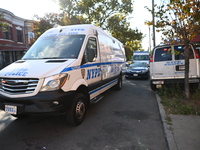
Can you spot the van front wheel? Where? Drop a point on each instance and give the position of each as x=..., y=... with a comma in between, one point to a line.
x=118, y=86
x=76, y=115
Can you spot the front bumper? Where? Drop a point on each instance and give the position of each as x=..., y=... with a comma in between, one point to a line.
x=43, y=102
x=136, y=75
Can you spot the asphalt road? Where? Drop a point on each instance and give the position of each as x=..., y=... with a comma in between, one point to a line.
x=128, y=119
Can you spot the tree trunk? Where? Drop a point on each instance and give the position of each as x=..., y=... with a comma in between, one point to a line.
x=187, y=87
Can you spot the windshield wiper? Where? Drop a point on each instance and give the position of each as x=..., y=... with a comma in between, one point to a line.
x=53, y=58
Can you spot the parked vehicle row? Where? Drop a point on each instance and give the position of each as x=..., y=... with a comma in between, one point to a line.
x=64, y=71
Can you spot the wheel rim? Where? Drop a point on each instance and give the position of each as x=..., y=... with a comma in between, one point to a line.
x=80, y=109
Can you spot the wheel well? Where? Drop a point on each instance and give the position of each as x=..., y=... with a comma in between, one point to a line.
x=83, y=89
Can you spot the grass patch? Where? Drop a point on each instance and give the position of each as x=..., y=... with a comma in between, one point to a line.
x=172, y=100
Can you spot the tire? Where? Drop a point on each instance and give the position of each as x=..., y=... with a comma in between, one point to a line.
x=153, y=87
x=20, y=116
x=118, y=86
x=76, y=114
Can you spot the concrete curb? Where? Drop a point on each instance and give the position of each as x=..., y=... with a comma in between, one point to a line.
x=166, y=126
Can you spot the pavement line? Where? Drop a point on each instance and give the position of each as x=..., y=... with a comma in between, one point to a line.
x=167, y=128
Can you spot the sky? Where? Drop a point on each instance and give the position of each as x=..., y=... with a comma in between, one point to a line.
x=27, y=8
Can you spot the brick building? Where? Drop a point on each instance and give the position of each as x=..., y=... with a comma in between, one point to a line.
x=14, y=37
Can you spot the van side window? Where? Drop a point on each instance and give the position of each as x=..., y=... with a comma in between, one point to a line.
x=163, y=54
x=179, y=53
x=90, y=53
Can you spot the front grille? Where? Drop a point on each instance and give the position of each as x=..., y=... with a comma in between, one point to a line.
x=18, y=86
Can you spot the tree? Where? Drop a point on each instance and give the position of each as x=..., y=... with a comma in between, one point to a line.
x=179, y=19
x=111, y=15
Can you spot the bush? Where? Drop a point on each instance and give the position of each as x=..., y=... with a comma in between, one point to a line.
x=173, y=102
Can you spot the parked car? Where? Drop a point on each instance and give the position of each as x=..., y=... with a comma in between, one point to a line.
x=138, y=70
x=167, y=66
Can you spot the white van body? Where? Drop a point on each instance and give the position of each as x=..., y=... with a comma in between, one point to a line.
x=167, y=66
x=141, y=56
x=65, y=69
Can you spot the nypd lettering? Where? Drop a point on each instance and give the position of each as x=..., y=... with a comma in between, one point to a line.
x=17, y=72
x=93, y=73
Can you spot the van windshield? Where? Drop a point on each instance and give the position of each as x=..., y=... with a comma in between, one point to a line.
x=141, y=57
x=57, y=47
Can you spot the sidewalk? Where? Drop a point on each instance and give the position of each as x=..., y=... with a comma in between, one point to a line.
x=182, y=131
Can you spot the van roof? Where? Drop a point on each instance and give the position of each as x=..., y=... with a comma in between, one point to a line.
x=75, y=29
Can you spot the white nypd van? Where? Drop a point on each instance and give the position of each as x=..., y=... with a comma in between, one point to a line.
x=65, y=69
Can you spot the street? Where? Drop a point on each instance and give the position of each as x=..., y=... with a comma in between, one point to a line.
x=128, y=119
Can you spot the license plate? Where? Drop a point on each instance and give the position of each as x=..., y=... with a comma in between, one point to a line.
x=11, y=109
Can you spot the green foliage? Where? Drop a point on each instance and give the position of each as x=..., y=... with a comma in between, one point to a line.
x=178, y=19
x=111, y=15
x=172, y=100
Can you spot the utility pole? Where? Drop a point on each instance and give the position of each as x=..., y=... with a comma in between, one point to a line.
x=153, y=18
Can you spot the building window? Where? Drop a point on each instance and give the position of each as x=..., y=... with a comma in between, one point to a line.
x=11, y=33
x=5, y=33
x=19, y=36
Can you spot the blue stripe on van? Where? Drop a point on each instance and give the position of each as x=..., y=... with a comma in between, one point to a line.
x=98, y=89
x=89, y=65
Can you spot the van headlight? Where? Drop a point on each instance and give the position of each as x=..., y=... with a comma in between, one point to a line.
x=54, y=82
x=144, y=71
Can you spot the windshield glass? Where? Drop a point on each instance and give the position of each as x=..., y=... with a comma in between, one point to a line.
x=141, y=57
x=138, y=64
x=56, y=47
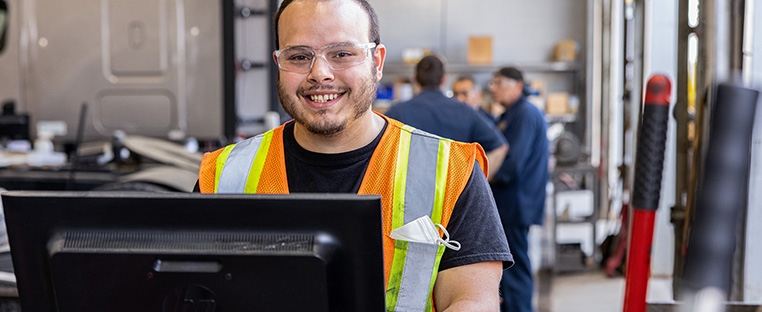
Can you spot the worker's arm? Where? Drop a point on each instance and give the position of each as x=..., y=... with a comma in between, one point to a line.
x=495, y=158
x=474, y=287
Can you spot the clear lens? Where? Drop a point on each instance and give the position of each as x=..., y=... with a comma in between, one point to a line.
x=338, y=56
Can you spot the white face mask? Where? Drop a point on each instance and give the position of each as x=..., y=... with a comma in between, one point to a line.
x=424, y=230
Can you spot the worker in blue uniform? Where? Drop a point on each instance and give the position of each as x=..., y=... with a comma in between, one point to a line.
x=520, y=182
x=432, y=111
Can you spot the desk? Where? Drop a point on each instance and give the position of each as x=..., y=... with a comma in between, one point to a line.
x=50, y=180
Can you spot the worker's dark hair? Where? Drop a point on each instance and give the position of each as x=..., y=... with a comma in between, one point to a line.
x=429, y=72
x=465, y=78
x=510, y=73
x=375, y=34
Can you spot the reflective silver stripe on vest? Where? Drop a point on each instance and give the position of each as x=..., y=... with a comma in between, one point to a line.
x=421, y=175
x=420, y=258
x=417, y=276
x=237, y=166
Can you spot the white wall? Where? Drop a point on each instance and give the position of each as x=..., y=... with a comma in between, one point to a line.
x=752, y=290
x=522, y=31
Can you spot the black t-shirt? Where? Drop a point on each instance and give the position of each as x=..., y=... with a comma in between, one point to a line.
x=474, y=223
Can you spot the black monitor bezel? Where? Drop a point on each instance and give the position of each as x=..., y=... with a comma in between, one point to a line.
x=32, y=217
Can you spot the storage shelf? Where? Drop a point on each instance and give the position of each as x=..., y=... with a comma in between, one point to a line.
x=570, y=67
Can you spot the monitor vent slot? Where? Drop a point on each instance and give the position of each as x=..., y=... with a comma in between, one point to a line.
x=184, y=242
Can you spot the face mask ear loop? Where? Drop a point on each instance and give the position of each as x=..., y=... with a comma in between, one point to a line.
x=454, y=245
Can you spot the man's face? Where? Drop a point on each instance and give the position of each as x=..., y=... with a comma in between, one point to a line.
x=463, y=90
x=326, y=101
x=505, y=91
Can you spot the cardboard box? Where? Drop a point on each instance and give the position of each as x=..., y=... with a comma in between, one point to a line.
x=557, y=103
x=565, y=51
x=479, y=50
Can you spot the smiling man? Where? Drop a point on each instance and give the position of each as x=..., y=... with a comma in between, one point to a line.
x=330, y=59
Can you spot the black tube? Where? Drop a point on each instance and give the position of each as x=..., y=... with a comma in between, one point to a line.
x=652, y=138
x=722, y=192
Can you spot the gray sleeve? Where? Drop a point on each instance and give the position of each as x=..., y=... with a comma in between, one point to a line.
x=475, y=223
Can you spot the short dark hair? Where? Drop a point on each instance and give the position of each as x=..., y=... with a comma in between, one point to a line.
x=465, y=78
x=429, y=72
x=375, y=34
x=510, y=73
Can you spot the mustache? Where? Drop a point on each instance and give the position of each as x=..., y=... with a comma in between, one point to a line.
x=322, y=87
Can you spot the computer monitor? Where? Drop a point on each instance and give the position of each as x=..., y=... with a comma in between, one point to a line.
x=131, y=251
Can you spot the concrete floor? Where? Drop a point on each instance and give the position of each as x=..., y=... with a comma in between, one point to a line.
x=593, y=291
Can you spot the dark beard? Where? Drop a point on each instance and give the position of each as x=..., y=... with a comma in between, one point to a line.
x=362, y=99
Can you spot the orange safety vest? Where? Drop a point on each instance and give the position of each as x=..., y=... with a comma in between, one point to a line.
x=260, y=161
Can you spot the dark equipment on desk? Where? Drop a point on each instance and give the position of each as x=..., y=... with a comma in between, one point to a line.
x=132, y=251
x=13, y=126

◆ Task statement ◆
Reproduce verbatim the lines above, from the line containing "Can you spot the computer" through the final line, with both ends included.

◆ Answer to this problem ◆
Can you spot the computer monitor? Where? Drop a point on each instance and give the position of each as x=..., y=... with a comma in between, one point to a line.
x=131, y=251
Can you spot the concrete floor? Where? Drop a point on each instance and give the position of each as x=..., y=... with a comma in between, one point to a line.
x=593, y=291
Can you spot the dark beard? Where? Drop a point on each instance and give the position of each as x=..., y=... with a comma in between, one point to a line.
x=362, y=99
Can you spot the orange safety vest? Where? Drop a point on each instance and give the position of each as x=..., y=... with a comma in between, one point to a line.
x=260, y=161
Can you spot the dark equipment on desk? Where? Drop a point on each instance and give the position of each as x=..., y=... with a comma in between, one point to a line.
x=132, y=251
x=13, y=126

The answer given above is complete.